Restate the listing exactly and in full.

INPUT START

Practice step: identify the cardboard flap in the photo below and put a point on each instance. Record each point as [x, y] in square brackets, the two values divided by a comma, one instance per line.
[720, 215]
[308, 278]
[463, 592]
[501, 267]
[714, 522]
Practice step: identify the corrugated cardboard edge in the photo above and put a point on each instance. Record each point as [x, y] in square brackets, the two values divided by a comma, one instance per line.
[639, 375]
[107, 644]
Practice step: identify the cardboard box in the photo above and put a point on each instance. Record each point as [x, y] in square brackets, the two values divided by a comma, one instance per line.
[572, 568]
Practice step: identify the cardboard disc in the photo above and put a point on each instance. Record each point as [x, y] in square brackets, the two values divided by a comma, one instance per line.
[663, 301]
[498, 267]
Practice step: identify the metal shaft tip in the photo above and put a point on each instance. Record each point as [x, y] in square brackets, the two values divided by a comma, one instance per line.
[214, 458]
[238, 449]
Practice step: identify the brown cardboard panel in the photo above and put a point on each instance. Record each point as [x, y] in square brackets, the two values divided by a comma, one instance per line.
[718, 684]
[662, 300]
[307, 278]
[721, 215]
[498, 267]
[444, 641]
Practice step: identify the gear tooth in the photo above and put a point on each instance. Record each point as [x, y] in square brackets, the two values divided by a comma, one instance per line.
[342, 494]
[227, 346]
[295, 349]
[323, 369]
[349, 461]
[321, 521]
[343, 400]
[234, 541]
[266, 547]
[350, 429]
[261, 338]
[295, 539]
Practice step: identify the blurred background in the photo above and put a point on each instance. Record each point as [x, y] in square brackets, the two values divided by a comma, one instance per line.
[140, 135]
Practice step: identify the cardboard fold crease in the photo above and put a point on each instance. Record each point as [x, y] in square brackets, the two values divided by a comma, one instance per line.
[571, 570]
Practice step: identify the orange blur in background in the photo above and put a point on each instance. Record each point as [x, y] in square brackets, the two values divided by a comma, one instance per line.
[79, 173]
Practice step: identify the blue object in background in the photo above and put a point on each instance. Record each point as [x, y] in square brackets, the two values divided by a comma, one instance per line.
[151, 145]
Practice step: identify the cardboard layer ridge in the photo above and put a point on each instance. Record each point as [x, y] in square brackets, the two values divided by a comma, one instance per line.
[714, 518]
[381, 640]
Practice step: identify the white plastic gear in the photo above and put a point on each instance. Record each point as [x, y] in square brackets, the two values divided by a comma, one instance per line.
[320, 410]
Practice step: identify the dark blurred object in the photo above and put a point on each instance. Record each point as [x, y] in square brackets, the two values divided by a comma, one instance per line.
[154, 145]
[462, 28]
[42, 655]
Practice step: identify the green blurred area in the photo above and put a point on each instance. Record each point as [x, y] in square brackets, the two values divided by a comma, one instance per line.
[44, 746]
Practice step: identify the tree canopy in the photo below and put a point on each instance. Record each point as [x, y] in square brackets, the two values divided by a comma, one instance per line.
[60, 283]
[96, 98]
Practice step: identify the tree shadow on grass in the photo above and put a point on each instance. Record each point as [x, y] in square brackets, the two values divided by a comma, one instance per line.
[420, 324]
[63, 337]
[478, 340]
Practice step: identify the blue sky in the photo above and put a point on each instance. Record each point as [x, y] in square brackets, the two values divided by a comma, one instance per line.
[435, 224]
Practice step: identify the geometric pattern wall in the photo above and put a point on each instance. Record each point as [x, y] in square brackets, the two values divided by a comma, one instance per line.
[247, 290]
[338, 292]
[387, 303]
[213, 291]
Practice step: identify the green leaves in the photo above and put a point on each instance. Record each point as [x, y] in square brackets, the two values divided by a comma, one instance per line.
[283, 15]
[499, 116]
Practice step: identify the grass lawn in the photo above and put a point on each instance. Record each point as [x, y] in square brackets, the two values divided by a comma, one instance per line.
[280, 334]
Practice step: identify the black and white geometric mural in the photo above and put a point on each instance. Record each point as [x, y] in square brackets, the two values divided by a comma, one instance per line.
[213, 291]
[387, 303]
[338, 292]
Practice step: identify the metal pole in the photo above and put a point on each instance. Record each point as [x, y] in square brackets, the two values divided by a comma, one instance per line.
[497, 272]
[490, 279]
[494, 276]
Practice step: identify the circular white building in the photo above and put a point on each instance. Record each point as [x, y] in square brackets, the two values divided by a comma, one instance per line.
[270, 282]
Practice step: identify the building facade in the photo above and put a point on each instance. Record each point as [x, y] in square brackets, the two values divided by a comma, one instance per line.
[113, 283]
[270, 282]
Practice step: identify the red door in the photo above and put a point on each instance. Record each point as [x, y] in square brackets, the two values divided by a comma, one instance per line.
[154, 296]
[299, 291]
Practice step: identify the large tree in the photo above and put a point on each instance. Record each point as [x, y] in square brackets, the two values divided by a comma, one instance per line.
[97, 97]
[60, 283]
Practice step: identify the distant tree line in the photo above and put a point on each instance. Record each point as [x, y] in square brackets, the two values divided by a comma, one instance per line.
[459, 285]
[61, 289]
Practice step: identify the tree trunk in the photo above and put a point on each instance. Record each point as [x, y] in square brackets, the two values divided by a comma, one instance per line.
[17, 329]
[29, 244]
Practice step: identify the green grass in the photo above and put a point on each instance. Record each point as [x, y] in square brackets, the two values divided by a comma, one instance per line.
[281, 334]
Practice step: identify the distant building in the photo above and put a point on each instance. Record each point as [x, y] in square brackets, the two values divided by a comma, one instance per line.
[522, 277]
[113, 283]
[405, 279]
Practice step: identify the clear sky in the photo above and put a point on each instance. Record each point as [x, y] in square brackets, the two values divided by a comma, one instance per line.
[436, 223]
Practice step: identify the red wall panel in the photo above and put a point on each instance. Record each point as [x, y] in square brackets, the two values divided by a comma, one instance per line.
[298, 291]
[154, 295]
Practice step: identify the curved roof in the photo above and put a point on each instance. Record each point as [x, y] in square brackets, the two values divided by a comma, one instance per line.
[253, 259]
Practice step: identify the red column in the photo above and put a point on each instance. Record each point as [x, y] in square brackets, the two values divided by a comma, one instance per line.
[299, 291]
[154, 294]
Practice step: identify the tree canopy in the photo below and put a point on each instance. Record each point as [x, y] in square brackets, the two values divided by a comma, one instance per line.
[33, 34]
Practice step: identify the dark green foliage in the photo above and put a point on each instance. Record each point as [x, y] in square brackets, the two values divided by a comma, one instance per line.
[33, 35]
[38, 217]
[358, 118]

INPUT END

THE COMPLETED TASK:
Practice step: identify the cardboard flap in the photo below and put a point on each instance. Record each point as [x, y] in square brackets, the two values divided by a comma, one instance per line.
[720, 215]
[308, 278]
[463, 592]
[501, 267]
[714, 522]
Practice step: identify the corrugated cardboard edge in the photo above and put a point on each instance. Record each point as [x, y] in square brackets, the two values divided by a comma, one instance per line.
[639, 375]
[107, 644]
Practice step: identify the cardboard box in the photo above and put a point on each instance. Record each point as [x, y] in square brackets, the two values divided by a comma, one instance per line.
[572, 568]
Practice step: identify the cardboard disc in the photo above and put a point on each instance. Record each point as [x, y] in square brackets, the two values divided by a comma, one instance per line.
[663, 301]
[498, 267]
Practice step: identify the metal shaft tip in the photo above and put a point on each instance. Record each point as [x, y] in square brackets, the two values divided by a comma, one instance per line.
[214, 458]
[238, 449]
Practice step: identify the brown cardboard panel in the photo above and put a point on each instance. Record each point as [x, y] in square brackets, the two values divided by a comma, one instance per line.
[718, 684]
[662, 300]
[307, 278]
[721, 215]
[498, 267]
[444, 641]
Practice step: identify the gear tooth in the photo above and put a point on each instance. Record each point as [x, y] in square brackets, the two values divided by a comma, one instance per line.
[342, 494]
[227, 346]
[295, 349]
[323, 369]
[349, 461]
[321, 521]
[343, 400]
[234, 541]
[266, 547]
[350, 429]
[261, 338]
[295, 539]
Practice step: identify the blurred background in the photo above and put a point on each instance. Record each point as [x, y] in square brackets, the two values divided by a comma, one instance per line.
[140, 135]
Practice step: identify the cardboard fold crease in the photo above and put a point on each instance. Record each point as [x, y] in square brackets, the two values divided by a comma, one instance per line.
[571, 570]
Practice step: identify the orange blur in background in the photo above and put a point on each instance. Record each point as [x, y] in square brackets, the two values divided by a comma, one instance per line.
[79, 173]
Practice step: identify the blue object in background in the photo above and put a point on each instance. Record each point as [x, y] in square brackets, the two values divided by a comma, one instance per line.
[151, 145]
Practice step: identify the cardboard layer ridge in the photo above and put a point on each instance. Record each point as [x, y] in square brackets, the two values divided by a comma, one instance per line.
[714, 518]
[381, 640]
Practice step: identify the white plastic gear in the photo above and put a point on each instance. Record each point as [x, y] in square brackets, the two values divided by a comma, one instance per line.
[320, 410]
Practice step: identify the dark blurred object in the photo above and put a point on each instance. Record each point as [x, y] in square brackets, the two values divided by a comma, one instance per line.
[154, 145]
[462, 28]
[42, 655]
Practice step: identify the green blurred area in the photo above and put a point on each instance. Record each point as [x, y] in square brackets, the two values divided by a comma, one instance per line.
[44, 746]
Practice step: identify the tree canopy in the photo below and put a point on each instance. Record each point as [x, y] in square brackets, the two values divided by a comma, one instance per line.
[60, 283]
[96, 98]
Practice step: identify the tree shadow on grass in the photo above and put a point on each instance. Record each point as [x, y] in square brackets, the two values divided by a comma, one instance per line.
[420, 324]
[63, 337]
[478, 340]
Practice step: identify the blue sky in the photo above and put a point on each instance. Record each point as [x, y] in square brackets, the two values divided by a comma, one instance per line.
[435, 224]
Practice step: identify the geometric pattern wall in the photo above and put a point on each instance. Record each point as [x, y] in square brackets, the two values divided by a comma, one instance per line.
[247, 290]
[338, 292]
[387, 303]
[213, 291]
Practice step: identify the green leaves in the photo above and put a point on each instance. Record each point as [x, y] in square brackets, the two values divided by a comma, one instance per line.
[283, 15]
[499, 116]
Practice step: identify the grass lawn in the photo above and put a point on each instance. Record each point as [x, y] in square brackets, the two values divided by a comma, one instance per line.
[280, 334]
Practice step: identify the black and white geometric mural in the photo above and put a point on each instance. Record each point as [x, y] in square brackets, the two values divided by a comma, one instance per line.
[213, 291]
[387, 303]
[338, 292]
Practice step: identify the metal pole in the photo above and put a point on each instance. Record each point as [x, y] in square brackets, the two values divided by a comma, one instance per line.
[497, 272]
[490, 279]
[494, 276]
Practice step: identify the circular white building in the photo above and put a point on each instance. Record each point as [x, y] in square brackets, the two values divided by a comma, one instance per line.
[270, 282]
Practice step: identify the building facade in the photo above and put a point on each instance. Record each point as [x, y] in square brackets, the two values divided by a comma, one instance per line.
[113, 283]
[270, 282]
Practice step: identify the red door in the photo above and put a point on each instance. Record each point as [x, y] in square brackets, the two values divided by a comma, one instance per line.
[154, 296]
[299, 291]
Practice step: identify the large tree in the photo above and put a point on each instance. Record each point as [x, y] in square brackets, the two values divided by a comma, one instance per line.
[97, 97]
[60, 283]
Practice step: identify the distant tree line in the photo above and put a point on each instance. Record each point as [x, y] in square brackets, the two values divided by a comma, one instance per line.
[459, 285]
[61, 289]
Practice step: identify the tree trunk in the photo above and put a point on each instance. Record each point as [x, y] in square brackets, the two values divided by a comma, one instance per line.
[17, 329]
[29, 244]
Practice step: identify the green grass in the photo above and put a point on each instance. Record each point as [x, y] in square brackets, the two values divided by a comma, one instance per line.
[281, 334]
Practice step: identify the distant building in the photo above and put a point on each instance. Record each point as [x, y] in square brackets, the two values divided by a comma, one instance per line.
[522, 277]
[113, 283]
[405, 279]
Practice step: identify the clear sky in the photo above and put a point on each instance. Record each point as [x, y] in square brackets, the two values divided by a comma, one instance per line.
[436, 223]
Practice step: identify the red wall panel in the photo above and put a point on each instance. Record each point as [x, y] in square brackets, the two values divided by a comma, one instance per line.
[298, 291]
[154, 295]
Practice step: identify the curved roof in the photo above and put a point on each instance. Record each point as [x, y] in square brackets, the two values divided by a comma, one instance per line.
[253, 259]
Practice step: identify the red column in the photo above and put a point on each instance. Record each point as [x, y] in square brackets, the two values divided by a comma, one instance per line.
[299, 291]
[154, 294]
Practice step: identify the tree canopy in the photo below and put a point on each instance. Record each point as [x, y] in square brackets, the two values divided by a comma, one instance per line.
[33, 34]
Practice step: identify the dark green foliage in the photo above and put a point on each instance. Record each point as [x, y] in square brackets, the two values divided by a comma, one instance per line.
[33, 35]
[38, 217]
[358, 118]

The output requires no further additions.